Pozlotowo
Było szycie w dzień, szycie w nocy. spałam 8 godzin w ciągu całego zlotu. Raz szyłyśmy do 4 nad ranem, w drugi do 2 w nocy:) Taki jest klimat zlotowy. Człowiekowi się chce, a pozytywna energia wibruje w koło.
Bardzo dziękuję Cottonhill za tkaniny na warsztaty, które bardzo się spodobały.
Jak widać zdjęcia pożyczone, bo ładne – autorką jest Lena (Dziękuję za zdjęcia!)

(ZADANIE): Przepisz tekst o zlocie od "Bardzo dziękuję Cottonhill" do "(Dziękuję za zdjęcia!)" włącznie, zamieniając "tkaniny" na "materiały".

(DANE WEJŚCIOWE):
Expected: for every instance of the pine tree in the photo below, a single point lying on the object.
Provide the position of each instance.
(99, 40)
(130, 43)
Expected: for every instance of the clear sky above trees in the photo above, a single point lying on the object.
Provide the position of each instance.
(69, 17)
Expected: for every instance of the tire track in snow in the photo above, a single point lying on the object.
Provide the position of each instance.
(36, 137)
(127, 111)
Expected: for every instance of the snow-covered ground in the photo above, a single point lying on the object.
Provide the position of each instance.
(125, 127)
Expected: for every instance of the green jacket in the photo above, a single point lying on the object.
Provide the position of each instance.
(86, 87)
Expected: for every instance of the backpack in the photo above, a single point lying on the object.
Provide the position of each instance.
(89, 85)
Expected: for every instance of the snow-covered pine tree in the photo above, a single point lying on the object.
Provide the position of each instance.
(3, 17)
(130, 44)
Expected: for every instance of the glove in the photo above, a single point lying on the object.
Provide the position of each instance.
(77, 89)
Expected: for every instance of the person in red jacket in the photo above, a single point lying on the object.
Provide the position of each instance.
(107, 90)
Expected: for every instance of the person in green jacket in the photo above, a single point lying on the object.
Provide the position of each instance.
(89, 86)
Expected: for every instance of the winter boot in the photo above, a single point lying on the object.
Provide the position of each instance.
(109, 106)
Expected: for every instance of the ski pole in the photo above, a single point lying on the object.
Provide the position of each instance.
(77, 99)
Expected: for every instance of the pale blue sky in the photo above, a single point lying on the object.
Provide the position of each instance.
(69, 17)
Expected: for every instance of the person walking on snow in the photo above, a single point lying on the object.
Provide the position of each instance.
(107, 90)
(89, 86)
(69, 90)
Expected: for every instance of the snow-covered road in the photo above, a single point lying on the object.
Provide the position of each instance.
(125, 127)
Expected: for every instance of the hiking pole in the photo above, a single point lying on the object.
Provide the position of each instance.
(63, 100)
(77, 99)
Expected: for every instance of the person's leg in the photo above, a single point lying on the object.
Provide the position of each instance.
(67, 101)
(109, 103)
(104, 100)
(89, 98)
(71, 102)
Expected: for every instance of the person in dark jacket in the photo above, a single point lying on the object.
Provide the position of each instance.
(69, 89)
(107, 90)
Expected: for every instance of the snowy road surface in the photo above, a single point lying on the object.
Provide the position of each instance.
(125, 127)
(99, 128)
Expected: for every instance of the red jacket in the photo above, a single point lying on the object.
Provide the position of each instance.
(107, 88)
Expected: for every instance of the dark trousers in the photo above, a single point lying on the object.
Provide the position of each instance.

(ROZWIĄZANIE):
Bardzo dziękuję Cottonhill za materiały na warsztaty, które bardzo się spodobały.
Jak widać zdjęcia pożyczone, bo ładne – autorką jest Lena (Dziękuję za zdjęcia!)